TASK BRIEF =
What is needed here is every entry, retyped exactly.

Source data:
------------------------------------------------------------------------
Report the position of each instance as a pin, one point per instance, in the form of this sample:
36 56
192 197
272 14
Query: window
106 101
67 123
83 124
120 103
------------------------------------------------------------------------
ANSWER SPACE =
Report the position of each instance as a pin, one point per instance, in the form of this sample:
36 56
192 197
272 14
Query: window
106 101
67 123
83 124
120 103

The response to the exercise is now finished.